Exercise brief: Without including any picture, write out the entries exactly as they stand.
--*--
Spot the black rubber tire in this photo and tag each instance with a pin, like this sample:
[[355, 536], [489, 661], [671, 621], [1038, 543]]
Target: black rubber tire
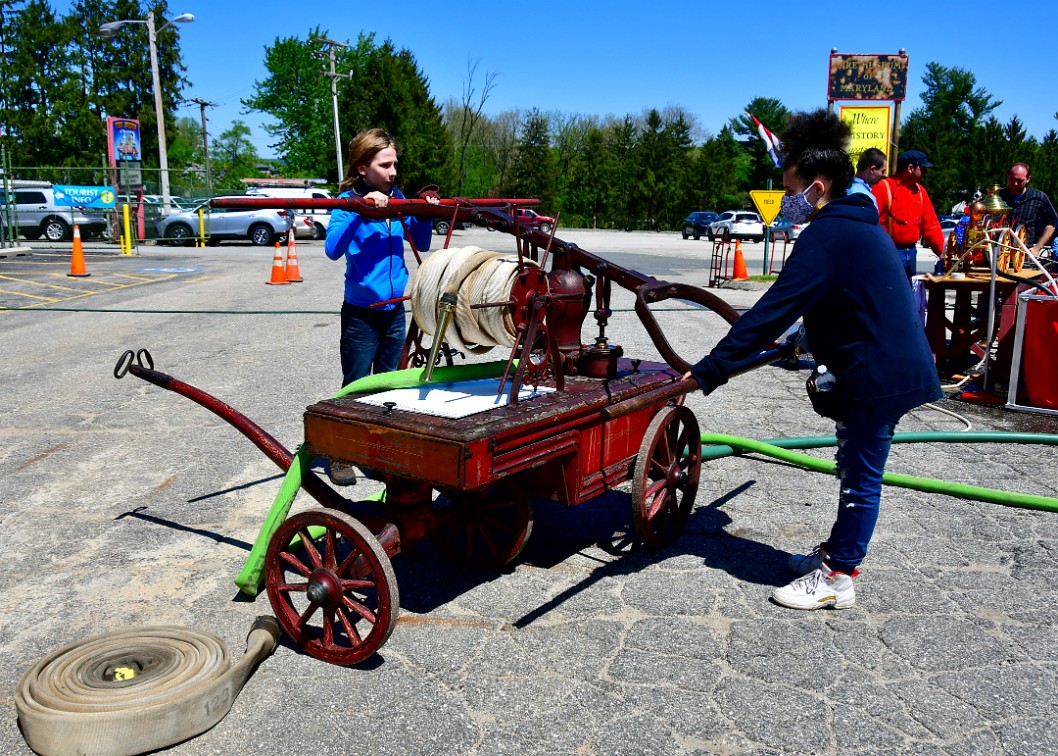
[[261, 235], [180, 234], [56, 229]]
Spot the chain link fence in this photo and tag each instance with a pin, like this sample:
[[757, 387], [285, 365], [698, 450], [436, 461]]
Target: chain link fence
[[28, 210]]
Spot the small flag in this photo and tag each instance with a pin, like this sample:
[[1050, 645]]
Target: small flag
[[771, 142]]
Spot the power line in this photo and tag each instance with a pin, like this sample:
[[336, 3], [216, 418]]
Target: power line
[[334, 76], [205, 142]]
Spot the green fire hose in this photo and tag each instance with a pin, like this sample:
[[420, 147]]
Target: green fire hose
[[778, 448]]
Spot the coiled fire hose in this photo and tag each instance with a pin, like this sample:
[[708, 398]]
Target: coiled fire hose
[[475, 276], [133, 692]]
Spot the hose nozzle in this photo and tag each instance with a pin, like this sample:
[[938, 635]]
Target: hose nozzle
[[447, 306]]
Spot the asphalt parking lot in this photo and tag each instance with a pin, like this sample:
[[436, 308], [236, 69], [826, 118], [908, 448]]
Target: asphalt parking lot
[[127, 505]]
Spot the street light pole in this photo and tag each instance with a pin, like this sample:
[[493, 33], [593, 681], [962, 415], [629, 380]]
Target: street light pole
[[163, 155], [109, 30]]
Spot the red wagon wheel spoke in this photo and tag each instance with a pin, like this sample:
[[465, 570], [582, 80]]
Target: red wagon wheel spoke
[[486, 531], [335, 595], [666, 479]]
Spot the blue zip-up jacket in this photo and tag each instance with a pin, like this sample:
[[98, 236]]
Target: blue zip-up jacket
[[374, 251], [859, 316]]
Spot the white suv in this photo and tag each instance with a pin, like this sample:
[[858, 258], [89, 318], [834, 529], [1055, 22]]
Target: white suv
[[318, 219], [737, 224], [37, 215]]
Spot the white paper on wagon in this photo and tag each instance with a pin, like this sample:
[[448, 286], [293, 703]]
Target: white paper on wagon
[[452, 400]]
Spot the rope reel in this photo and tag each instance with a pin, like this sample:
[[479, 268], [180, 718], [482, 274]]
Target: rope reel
[[475, 276], [133, 692]]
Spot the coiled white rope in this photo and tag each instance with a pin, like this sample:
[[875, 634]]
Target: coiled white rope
[[476, 276], [133, 692]]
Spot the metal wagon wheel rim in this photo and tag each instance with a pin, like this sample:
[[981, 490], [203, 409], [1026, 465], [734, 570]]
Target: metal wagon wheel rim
[[485, 531], [334, 594], [667, 474]]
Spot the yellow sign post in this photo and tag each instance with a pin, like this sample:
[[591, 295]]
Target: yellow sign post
[[767, 202], [870, 125]]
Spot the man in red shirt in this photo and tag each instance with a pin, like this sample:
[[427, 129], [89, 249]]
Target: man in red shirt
[[906, 211]]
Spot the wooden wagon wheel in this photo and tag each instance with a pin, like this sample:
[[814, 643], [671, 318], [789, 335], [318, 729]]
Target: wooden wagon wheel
[[667, 476], [485, 530], [334, 595]]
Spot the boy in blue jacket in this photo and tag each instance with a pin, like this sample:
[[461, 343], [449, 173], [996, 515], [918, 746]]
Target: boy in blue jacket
[[845, 279]]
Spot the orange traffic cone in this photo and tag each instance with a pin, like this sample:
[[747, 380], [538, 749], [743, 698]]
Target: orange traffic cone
[[292, 272], [77, 259], [278, 275], [740, 262]]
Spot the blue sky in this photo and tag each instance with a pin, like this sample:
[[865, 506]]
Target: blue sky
[[621, 57]]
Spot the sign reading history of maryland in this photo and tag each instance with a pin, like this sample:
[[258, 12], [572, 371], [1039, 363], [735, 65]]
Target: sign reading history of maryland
[[868, 76]]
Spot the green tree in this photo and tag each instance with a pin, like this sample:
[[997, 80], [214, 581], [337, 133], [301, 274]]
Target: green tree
[[296, 94], [719, 173], [622, 172], [585, 191], [390, 92], [234, 158], [534, 173], [952, 127], [464, 121]]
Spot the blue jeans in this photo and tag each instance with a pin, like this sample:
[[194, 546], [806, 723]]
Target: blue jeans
[[371, 340], [862, 450], [908, 260]]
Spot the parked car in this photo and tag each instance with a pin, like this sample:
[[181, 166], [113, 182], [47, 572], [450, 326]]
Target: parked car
[[532, 219], [260, 226], [696, 224], [737, 224], [320, 217], [782, 228], [37, 215]]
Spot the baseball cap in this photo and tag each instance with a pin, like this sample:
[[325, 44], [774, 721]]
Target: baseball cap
[[914, 158]]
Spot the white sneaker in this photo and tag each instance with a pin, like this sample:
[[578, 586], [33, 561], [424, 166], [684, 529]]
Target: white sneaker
[[820, 588], [803, 564]]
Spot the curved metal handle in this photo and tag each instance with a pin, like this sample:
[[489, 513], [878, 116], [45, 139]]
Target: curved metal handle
[[659, 291]]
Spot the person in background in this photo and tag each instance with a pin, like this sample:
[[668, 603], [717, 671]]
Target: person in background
[[1028, 206], [860, 321], [905, 209], [372, 337], [870, 169]]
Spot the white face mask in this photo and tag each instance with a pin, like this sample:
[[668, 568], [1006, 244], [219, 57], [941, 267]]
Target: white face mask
[[796, 208]]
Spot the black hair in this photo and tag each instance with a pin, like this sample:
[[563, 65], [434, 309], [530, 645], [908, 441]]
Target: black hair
[[871, 158], [815, 144]]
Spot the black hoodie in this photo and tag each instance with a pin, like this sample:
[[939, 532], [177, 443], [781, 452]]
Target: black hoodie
[[845, 279]]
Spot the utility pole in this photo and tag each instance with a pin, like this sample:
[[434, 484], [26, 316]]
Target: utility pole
[[205, 143], [334, 76]]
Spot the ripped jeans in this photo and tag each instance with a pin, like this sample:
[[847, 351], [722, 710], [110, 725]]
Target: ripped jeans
[[862, 450]]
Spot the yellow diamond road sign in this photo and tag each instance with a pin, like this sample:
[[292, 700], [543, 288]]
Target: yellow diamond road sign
[[767, 202]]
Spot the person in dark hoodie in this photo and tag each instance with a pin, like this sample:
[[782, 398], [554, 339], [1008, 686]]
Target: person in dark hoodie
[[860, 321]]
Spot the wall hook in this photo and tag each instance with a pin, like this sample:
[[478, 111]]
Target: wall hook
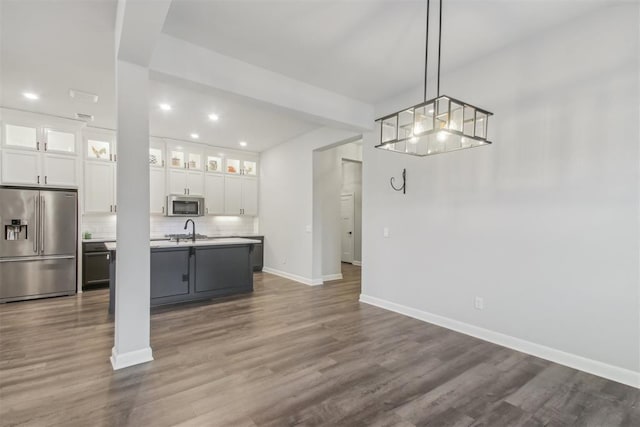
--*--
Output below:
Spot the black rubber tire in this photo and tag each instance with a pin, like this sample:
[[355, 536], [489, 661], [671, 621], [1038, 543]]
Target: black rubber tire
[[261, 235], [180, 234], [56, 229]]
Spot the chain link fence in this photo and tag each instance with a pin, like this sample:
[[757, 387], [285, 365], [698, 450], [436, 461]]
Target: chain link fence
[[28, 210]]
Spot the small flag in this photo and tag each instance with a pin, like this sample:
[[1050, 645]]
Target: small flag
[[771, 142]]
Spot the power line in this photo and tag each instance with a pin, like this sample:
[[336, 3], [216, 418]]
Target: power line
[[334, 76], [205, 142]]
Spot the green fire hose in this photo and tag each instance with a pin, like this sample:
[[420, 147]]
Target: green fire hose
[[778, 448]]
Spot the coiled fire hose in this photo and tag each instance with a pin, like this sample:
[[708, 398]]
Target: coiled fire hose
[[475, 276], [133, 692]]
Spot the hose nozzle in this photo and tag each instance with a pin, like this sample:
[[938, 635]]
Target: hose nozzle
[[447, 306]]
Spot the asphalt parking lot in this photo and tag each instance with a pin, like this sample:
[[436, 308], [236, 69], [826, 118], [908, 448]]
Target: asphalt parking lot
[[127, 505]]
Spot the street light pole in this photo and tag each instance with a pin, like this sample:
[[493, 33], [593, 681], [962, 415], [629, 380]]
Target: street light pole
[[163, 155], [109, 30]]
Spot the red wagon wheel spoke in this photo and tag each instance with a pin, like this sample:
[[465, 570], [582, 80]]
Target: red wagon wheel spoke
[[486, 531], [335, 595], [666, 479]]
Spot the blue zip-up jacket in this photo and tag each instance with a pin, like this sample:
[[98, 236]]
Target: blue zip-up jacket
[[374, 251], [859, 316]]
Spot the white suv in this photo and tag each instance with a pin, like this sample:
[[858, 258], [89, 318], [834, 529], [1055, 22]]
Target: white suv
[[318, 219], [737, 224], [37, 215]]
Spot the white paper on wagon in this photo and tag each instance with a pin, like this sample:
[[448, 286], [293, 703]]
Target: white paper on wagon
[[452, 400]]
Spot the rope reel in this photo and tag each instance with a pin, like this sample:
[[479, 268], [180, 718], [482, 274]]
Target: rope reel
[[475, 276], [133, 692]]
Spot the coiled white rope in this photo and tag each instance with a pin, like this sample:
[[875, 634]]
Target: coiled white rope
[[476, 276], [133, 692]]
Spot the metal wagon wheel rim in this photo and tag each instance with a pin, like this sample:
[[981, 490], [203, 409], [1026, 465], [734, 570]]
Target: metal wagon wheel rim
[[485, 531], [334, 594], [667, 474]]
Spot the yellow sign post in this photo and tag each instance with a pin, like this sample:
[[591, 295]]
Target: yellow sign post
[[767, 202], [870, 125]]
Spot the man in red shirt in this photo and tag each instance with a pin, like this sample:
[[427, 129], [89, 249]]
Target: man in red shirt
[[906, 211]]
Spot the wooden wagon wheel in this photo and tag each instance with a pin, like this sample:
[[814, 643], [671, 318], [789, 335], [318, 729]]
Target: wooden wagon wheel
[[667, 476], [485, 530], [334, 595]]
Spot the boy in blue jacket in this photo and tag each instance with a pin, like this sample:
[[461, 343], [449, 173], [996, 515], [918, 746]]
Target: boy in blue jacket
[[845, 279]]
Spot the orange traffic cone in this photo and tag each instance with a pin, like this sample:
[[747, 380], [538, 749], [743, 698]]
Target: orange traffic cone
[[292, 272], [77, 259], [278, 275], [740, 262]]
Spot the blue sky in this photo and tag each instance with a pin, like this sample:
[[865, 506]]
Target: blue sky
[[621, 57]]
Spot the sign reading history of maryland in this photo and tag each instance with a pin, like this sample:
[[258, 12], [572, 371], [1039, 363], [735, 65]]
Target: sign reading history of maryland
[[868, 76]]
Spot the green tree in this photo and tag each instance with a pin, like this sample:
[[997, 80], [214, 581], [337, 133], [301, 274]]
Target: green tree
[[296, 94], [719, 173], [622, 172], [585, 191], [390, 92], [234, 158], [534, 173], [952, 127], [464, 121]]
Spot the blue jeans in this photo and tag each instance with a pin, like this sample:
[[194, 546], [806, 723]]
Target: blue jeans
[[371, 340], [862, 450], [908, 260]]
Spot the parked car in this photo and tag each instance with a pin, like this sample:
[[181, 166], [113, 182], [47, 572], [450, 326]]
Target: parked car
[[532, 219], [260, 226], [696, 224], [737, 224], [320, 217], [782, 228], [37, 215]]
Spot the baseball cap in this photo and tag each instance with a pin, like this sample:
[[325, 44], [774, 721]]
Target: baseball cap
[[914, 158]]
Spot the white sneaker in this photo and tag each instance with a pin, like this sample:
[[578, 586], [33, 561], [424, 166], [684, 529]]
Target: white sneaker
[[820, 588], [803, 564]]
Spot the curved metal handle in this photo and tag each instance with a pin, like this sample:
[[489, 513], [878, 116], [45, 139]]
Target: curved metal handle
[[659, 291]]
Spot the person in background in this photo and tag each instance with a pin, like this sample:
[[668, 603], [717, 671]]
Target: person in background
[[1028, 206], [860, 321], [905, 209], [372, 337], [870, 169]]
Spot the white face mask in this photo and tag each instance with a pin, like this sample:
[[668, 568], [1006, 244], [219, 57], [941, 267]]
Target: white face mask
[[796, 208]]
Spot the black hair in this photo and tag each instance with a pin, like this sample:
[[563, 65], [434, 309], [530, 645], [908, 441]]
Target: black hair
[[871, 158], [815, 144]]
Spot the black hoodie in this photo and tag each instance with a pin, like this sample:
[[939, 532], [177, 443], [781, 452]]
Target: black hoodie
[[845, 279]]
Spot the utility pole in this photo and tag each instance with a pin, like this sample:
[[434, 484], [26, 316]]
Target: utility pole
[[205, 143], [334, 76]]
Spot the ripped jeans in this photo and tag each instance with a pin, like this sample:
[[847, 351], [722, 710], [110, 725]]
Target: ripped jeans
[[862, 450]]
Spot the yellow diamond road sign in this photo and tag each instance with a pin, like this sample:
[[292, 700], [543, 288]]
Target: yellow diamond road sign
[[767, 202]]
Spot the person in dark hoodie in this photo and tag each instance with a pin, like this sample:
[[782, 398], [554, 339], [1008, 686]]
Target: person in dark hoodie
[[860, 321]]
Spot the wall hook in this photo and tag each instance with a pin, like this sample:
[[478, 111]]
Target: wall hook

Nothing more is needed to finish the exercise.